**EXERCISE TASK:**
Locate every line in the entries below that contains the word "orange", and copy each of those lines in full.

* * * * *

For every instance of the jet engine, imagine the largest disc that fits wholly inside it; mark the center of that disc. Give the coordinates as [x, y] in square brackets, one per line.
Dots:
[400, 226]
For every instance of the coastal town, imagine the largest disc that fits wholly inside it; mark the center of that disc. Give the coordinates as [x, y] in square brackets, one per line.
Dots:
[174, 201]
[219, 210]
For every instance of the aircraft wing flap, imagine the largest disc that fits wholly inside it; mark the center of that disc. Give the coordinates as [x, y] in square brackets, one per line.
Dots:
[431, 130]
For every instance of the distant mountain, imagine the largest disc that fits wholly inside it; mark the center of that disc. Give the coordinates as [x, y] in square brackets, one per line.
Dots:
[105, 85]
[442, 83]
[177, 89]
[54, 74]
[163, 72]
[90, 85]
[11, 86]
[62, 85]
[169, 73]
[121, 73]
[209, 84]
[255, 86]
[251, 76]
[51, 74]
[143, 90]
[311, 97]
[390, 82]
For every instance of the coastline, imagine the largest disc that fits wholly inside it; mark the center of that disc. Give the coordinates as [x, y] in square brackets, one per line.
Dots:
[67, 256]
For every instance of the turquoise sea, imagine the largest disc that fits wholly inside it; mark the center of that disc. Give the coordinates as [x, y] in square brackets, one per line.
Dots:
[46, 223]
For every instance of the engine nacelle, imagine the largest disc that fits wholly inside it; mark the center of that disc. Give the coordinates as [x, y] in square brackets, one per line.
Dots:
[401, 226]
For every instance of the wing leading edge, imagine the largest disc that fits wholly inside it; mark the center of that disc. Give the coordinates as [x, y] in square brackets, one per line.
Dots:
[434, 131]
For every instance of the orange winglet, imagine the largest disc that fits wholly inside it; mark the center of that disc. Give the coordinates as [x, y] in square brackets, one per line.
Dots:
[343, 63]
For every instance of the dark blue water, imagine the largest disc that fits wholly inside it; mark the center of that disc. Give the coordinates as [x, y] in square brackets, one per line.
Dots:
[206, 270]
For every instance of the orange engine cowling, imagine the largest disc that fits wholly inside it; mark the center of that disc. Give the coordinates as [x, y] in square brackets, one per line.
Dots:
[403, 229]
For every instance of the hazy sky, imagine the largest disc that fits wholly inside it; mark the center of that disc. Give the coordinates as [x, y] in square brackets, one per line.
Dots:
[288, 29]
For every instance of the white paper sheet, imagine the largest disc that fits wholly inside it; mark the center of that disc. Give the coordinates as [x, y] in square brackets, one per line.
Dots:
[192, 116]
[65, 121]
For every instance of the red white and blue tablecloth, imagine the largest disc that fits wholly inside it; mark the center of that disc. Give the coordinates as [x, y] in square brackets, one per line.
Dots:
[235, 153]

* * * * *

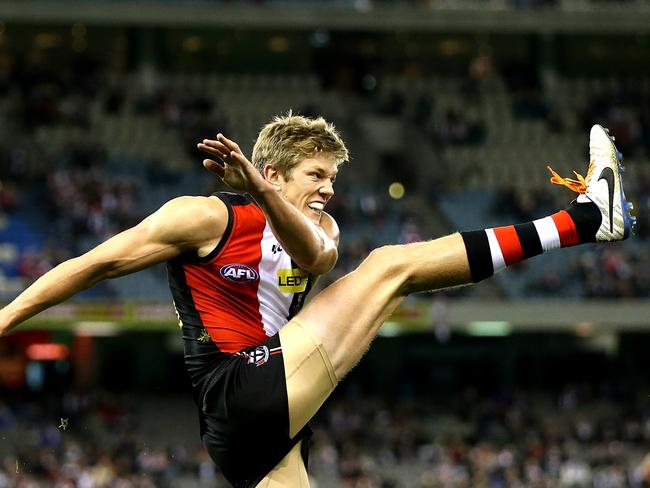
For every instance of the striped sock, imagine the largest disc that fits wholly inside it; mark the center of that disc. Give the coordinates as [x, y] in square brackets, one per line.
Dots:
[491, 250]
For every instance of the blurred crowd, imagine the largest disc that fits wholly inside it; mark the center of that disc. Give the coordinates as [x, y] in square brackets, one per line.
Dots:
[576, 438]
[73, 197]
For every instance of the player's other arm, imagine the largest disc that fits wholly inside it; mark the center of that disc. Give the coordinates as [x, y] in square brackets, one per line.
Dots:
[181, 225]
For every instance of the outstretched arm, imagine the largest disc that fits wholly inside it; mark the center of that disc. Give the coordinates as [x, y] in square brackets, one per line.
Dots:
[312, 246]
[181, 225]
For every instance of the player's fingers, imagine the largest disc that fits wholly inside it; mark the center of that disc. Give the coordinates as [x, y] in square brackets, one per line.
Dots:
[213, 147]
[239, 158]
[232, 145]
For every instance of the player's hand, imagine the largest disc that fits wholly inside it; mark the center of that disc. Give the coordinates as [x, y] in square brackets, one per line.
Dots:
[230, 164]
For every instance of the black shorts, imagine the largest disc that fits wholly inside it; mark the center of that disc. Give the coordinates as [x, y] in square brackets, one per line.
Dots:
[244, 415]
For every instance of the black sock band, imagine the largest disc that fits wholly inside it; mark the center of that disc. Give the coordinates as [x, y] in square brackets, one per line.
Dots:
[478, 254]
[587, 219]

* * * * *

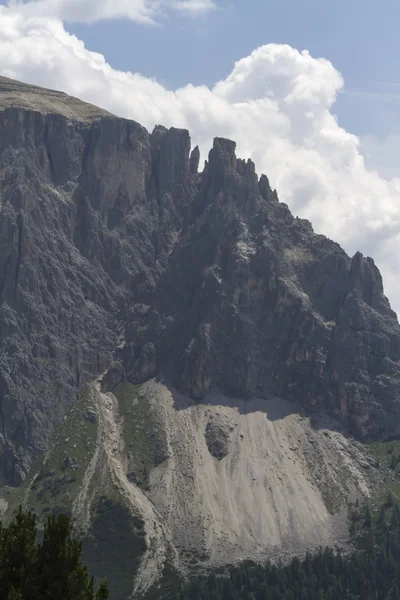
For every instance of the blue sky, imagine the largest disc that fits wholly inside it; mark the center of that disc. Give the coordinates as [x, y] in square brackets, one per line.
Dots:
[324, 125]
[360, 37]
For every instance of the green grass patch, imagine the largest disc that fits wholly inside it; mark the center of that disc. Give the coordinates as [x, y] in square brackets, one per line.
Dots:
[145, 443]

* * * * *

**WRITTEN ANSWER:**
For every instance of the orange winglet, imagine the largest disc that fits wholly inside it; mark the center of that disc. Give the coordinates as [x, y] in square brackets, one per line.
For every instance of the orange engine cowling, imagine the largest disc that fits wholly inside it; mark the center of that disc. Give the coordinates as [x, y] in square brackets, one per line.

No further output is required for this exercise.